- Excerpts of pointing data:
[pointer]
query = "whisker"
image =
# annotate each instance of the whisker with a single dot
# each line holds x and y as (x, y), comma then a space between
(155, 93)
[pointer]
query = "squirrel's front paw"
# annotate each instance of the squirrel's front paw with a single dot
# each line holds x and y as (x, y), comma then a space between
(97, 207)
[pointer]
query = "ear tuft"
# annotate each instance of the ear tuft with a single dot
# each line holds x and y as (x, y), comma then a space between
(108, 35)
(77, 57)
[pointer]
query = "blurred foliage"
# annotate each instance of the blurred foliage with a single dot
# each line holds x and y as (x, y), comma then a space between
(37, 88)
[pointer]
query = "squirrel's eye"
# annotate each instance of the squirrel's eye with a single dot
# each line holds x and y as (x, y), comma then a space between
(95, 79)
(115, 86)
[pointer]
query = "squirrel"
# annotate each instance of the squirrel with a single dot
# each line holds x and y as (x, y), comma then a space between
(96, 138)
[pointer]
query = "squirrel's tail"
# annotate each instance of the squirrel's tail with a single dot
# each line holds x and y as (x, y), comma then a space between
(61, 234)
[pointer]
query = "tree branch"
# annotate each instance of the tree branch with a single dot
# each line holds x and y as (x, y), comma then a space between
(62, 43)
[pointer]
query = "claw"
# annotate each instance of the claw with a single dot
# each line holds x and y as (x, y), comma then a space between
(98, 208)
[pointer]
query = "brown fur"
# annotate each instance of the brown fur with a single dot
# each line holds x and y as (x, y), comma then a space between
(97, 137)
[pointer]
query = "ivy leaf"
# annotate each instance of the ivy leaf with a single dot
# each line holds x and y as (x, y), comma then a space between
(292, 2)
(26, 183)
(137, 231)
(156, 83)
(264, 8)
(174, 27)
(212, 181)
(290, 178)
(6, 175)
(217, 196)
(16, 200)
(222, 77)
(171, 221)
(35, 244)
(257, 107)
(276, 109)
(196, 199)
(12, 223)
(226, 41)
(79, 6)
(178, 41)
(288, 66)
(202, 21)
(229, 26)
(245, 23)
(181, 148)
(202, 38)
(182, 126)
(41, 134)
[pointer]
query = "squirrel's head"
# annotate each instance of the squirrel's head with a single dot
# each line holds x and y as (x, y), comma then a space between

* * *

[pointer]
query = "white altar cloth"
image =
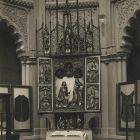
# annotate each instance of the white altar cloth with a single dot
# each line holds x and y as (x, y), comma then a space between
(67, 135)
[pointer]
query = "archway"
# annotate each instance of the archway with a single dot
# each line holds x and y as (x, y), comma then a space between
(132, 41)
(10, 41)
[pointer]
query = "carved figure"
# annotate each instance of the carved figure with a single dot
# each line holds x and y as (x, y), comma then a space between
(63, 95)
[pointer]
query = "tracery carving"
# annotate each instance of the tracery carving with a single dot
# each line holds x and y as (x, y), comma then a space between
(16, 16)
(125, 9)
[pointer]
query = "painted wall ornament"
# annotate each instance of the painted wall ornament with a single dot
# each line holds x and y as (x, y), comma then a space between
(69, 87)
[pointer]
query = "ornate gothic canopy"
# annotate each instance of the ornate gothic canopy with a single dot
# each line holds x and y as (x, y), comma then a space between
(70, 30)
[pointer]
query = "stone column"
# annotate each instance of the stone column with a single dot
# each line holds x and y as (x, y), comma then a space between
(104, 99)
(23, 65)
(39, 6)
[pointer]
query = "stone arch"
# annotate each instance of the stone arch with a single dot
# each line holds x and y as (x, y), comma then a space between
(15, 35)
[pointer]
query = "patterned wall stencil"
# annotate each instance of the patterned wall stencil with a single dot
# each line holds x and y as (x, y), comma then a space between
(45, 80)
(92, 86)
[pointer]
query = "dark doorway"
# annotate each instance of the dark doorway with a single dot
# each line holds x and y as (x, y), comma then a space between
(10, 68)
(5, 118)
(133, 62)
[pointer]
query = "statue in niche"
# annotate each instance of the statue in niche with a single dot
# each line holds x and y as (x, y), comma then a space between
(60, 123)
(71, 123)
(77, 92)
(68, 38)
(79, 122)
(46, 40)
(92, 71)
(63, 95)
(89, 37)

- AIM:
List every line of the listing above that contains the string "claw", treating uppercase and lowercase as different.

- RESULT OF THIS TASK:
query = "claw"
# annotate each instance of the claw with a single dot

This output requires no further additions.